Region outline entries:
>> start
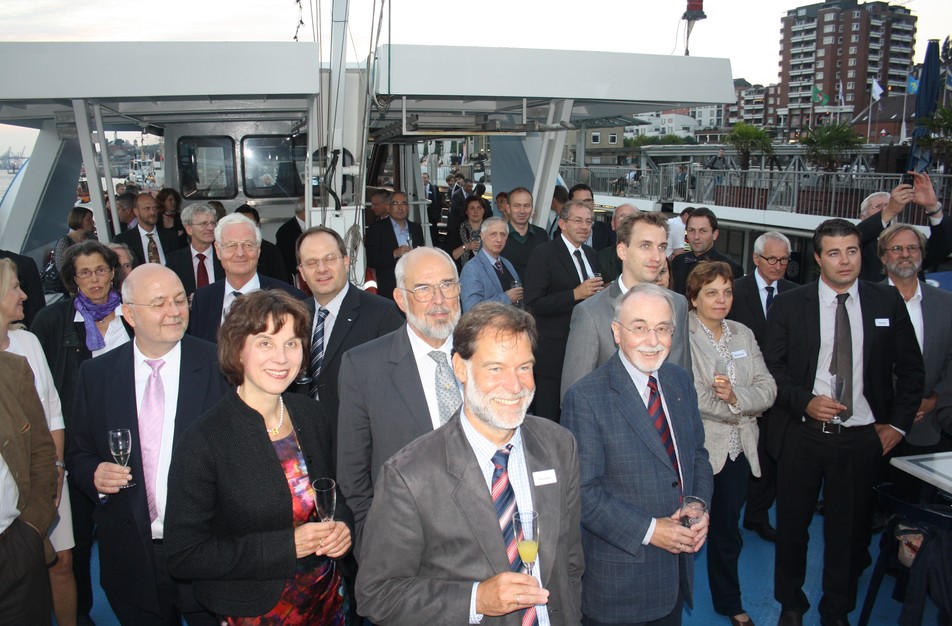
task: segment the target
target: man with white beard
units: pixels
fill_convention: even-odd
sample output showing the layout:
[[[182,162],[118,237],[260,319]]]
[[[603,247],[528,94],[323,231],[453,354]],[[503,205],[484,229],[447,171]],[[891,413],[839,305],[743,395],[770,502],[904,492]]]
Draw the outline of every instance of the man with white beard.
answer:
[[[526,415],[535,340],[532,316],[498,302],[459,320],[464,405],[384,464],[364,527],[357,600],[374,623],[579,623],[578,455],[568,431]],[[513,523],[530,512],[537,555],[517,549],[538,539]]]
[[[407,323],[345,353],[340,368],[337,480],[354,512],[355,547],[381,466],[445,424],[462,400],[450,366],[460,317],[456,264],[439,248],[416,248],[394,274],[393,297]]]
>> end
_Short exercise_
Pick out every line of the entries above that contains the word "with", and copy each such line in full.

_Answer to this task_
target: man with white beard
Draw the outline of every instance of the man with white beard.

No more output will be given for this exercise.